* Task description *
Your task is to copy every entry exactly.

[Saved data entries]
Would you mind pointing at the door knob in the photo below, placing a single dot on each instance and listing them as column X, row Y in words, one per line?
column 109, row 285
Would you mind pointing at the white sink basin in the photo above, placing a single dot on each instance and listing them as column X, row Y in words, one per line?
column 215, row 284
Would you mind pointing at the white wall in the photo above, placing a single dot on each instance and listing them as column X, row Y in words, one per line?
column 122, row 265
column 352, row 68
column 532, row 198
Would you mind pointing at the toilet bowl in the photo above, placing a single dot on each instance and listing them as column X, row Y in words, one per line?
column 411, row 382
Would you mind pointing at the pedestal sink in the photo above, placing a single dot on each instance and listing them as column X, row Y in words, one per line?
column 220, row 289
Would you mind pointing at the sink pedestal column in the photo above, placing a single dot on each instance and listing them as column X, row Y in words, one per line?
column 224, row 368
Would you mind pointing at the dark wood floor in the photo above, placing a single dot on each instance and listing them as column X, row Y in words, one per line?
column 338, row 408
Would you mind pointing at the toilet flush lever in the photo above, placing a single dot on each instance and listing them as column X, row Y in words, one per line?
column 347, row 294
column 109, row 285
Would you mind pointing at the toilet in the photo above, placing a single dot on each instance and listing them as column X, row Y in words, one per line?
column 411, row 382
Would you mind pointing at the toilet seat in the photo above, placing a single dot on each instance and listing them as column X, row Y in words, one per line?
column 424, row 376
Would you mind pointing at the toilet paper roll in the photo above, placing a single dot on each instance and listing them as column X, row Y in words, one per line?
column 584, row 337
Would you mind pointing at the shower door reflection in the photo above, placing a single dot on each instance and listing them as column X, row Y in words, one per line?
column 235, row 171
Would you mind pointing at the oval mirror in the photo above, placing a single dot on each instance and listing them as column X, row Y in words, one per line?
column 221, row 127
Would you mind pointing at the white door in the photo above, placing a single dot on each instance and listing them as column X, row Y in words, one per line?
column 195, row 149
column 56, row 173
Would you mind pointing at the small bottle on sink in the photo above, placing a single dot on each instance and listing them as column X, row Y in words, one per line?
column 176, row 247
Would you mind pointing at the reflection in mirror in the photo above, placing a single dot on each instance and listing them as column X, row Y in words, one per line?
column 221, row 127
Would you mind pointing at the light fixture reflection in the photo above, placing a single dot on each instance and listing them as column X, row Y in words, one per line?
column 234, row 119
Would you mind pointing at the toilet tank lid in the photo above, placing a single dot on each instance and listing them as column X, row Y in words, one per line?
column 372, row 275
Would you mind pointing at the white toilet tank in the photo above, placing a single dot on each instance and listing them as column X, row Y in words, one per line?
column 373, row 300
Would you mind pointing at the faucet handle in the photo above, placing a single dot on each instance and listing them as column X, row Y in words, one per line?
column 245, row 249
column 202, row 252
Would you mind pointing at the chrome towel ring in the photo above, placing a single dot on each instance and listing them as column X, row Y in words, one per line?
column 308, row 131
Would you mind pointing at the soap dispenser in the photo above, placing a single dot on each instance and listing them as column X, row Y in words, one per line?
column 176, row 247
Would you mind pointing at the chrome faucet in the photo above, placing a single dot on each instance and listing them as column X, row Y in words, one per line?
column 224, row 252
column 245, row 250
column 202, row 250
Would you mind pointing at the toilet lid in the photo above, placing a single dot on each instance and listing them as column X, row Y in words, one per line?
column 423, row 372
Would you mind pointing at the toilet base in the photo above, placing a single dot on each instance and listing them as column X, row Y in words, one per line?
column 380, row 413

* Solution to the problem *
Would you mind pointing at the door knob in the photo below, placing a single dot on each instance and listing them as column X, row Y in words, one per line?
column 109, row 285
Would you mind pointing at the white sink basin in the photo above, placing a single dot on each instance and listing them as column X, row Y in words, one per line?
column 215, row 284
Would you mind pointing at the white wall in the photo above, placing a single dot on each instance and listing them as column X, row Y in words, one per line?
column 122, row 265
column 352, row 68
column 532, row 198
Would you mind pointing at the toilet bowl in the photo above, placing a single dot on each instance and listing them as column X, row Y in words, one per line?
column 411, row 382
Would you mind pointing at the pedestal sink in the photo above, placing a single dot on each instance and listing them as column X, row Y in words, one per line?
column 220, row 289
Would you mind pointing at the sink pedestal column in the photo above, placing a single dot on each instance and listing them as column X, row Y in words, one per line?
column 224, row 368
Would you mind pointing at the dark wood floor in the photo above, placing a single dot on each instance and listing them as column X, row Y in words, one per line?
column 338, row 408
Would you mind pointing at the toilet flush lever in the photo above, placing a single dot on each instance and listing them as column X, row Y in words, one per line?
column 347, row 294
column 109, row 285
Would you mind pointing at the toilet in the photo above, placing a single dot on each instance and listing them as column X, row Y in words, one per line?
column 411, row 382
Would you mind pointing at the toilet seat in the photo above, placing a single dot on each instance and listing them as column X, row Y in words, one per line?
column 424, row 376
Would you mind pointing at the toilet paper roll in the photo above, placing a single dot on each instance and listing them as column X, row Y in words, one per line?
column 584, row 337
Would you mind pointing at the shower door reflection in the photo above, placing a single dot on each instance and listing them as column X, row Y in words, one per line?
column 235, row 171
Would you mind pointing at the oval mirror in the photo above, placing a single dot on each instance and listing them as column X, row Y in words, one per line?
column 221, row 127
Would you mind pointing at the white door in the photo above, placing a single dot on each instance and listing them as column X, row Y in words, one per line?
column 195, row 149
column 56, row 173
Would you mind pointing at the small bottle on sink in the photo above, placing a single dot on each instance and listing them as column X, row Y in words, one per line?
column 176, row 247
Would you mind pointing at the reflection in mirror in the photo above, placing a single dot on each instance and listing them as column X, row Y in words, one per line?
column 221, row 127
Would you mind pointing at the light fixture reflection in the photo above, placing a single dot on each instance and listing them as column X, row Y in words, one per line?
column 234, row 119
Would you mind pointing at the toilet tank lid in the photo above, placing a single dot on each instance and listing them as column X, row Y in words, one per line?
column 372, row 275
Would you mind pointing at the white toilet tank in the photo above, placing a single dot on each instance and listing them as column X, row Y in words, one per line?
column 373, row 300
Would you mind pointing at the faucet handle in the photo above, placing a single dot on each instance and listing them as column X, row Y in words, one per line?
column 245, row 249
column 202, row 252
Would you mind pointing at the chrome towel ring in the photo above, placing a single dot on each instance and listing them as column X, row Y in words, one per line?
column 308, row 131
Would you mind pointing at the soap dispenser in the photo above, placing a single dot on each instance and listing them as column X, row Y in words, one per line?
column 176, row 247
Would you mind pointing at the chrome faucet in the photo above, placing a single dot on each instance and listing them as column X, row Y in words, one per line?
column 224, row 252
column 245, row 250
column 202, row 250
Would you mind pointing at the toilet lid in the photo above, placing a single dot on each instance and listing them as column X, row Y in words, one per line?
column 423, row 372
Would you mind pointing at the toilet base in the photo above, placing a single dot on each instance and listing them as column X, row Y in words, one per line?
column 380, row 413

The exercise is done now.